## TO DO:
The data should be transcribed in its entirety, word for word.
(SUPPLIED ENTRIES)
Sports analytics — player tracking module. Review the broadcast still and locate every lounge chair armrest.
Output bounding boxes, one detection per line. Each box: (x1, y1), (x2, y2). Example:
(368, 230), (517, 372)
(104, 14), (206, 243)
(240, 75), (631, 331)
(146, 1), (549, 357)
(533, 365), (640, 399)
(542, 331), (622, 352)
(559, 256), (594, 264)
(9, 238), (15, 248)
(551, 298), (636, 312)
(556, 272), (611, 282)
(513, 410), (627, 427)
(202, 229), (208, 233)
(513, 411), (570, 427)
(End SUPPLIED ENTRIES)
## RESPONSE:
Sports analytics — player tracking module. Review the broadcast still and locate every lounge chair armrest.
Output bounding boxes, one detection per line. Each box: (x1, y1), (x2, y2). Example:
(368, 230), (517, 372)
(104, 14), (206, 243)
(240, 75), (631, 331)
(146, 1), (549, 357)
(533, 365), (640, 399)
(542, 331), (622, 352)
(559, 256), (594, 264)
(9, 238), (15, 248)
(551, 298), (636, 312)
(556, 272), (611, 282)
(513, 410), (627, 427)
(202, 229), (208, 233)
(513, 411), (570, 427)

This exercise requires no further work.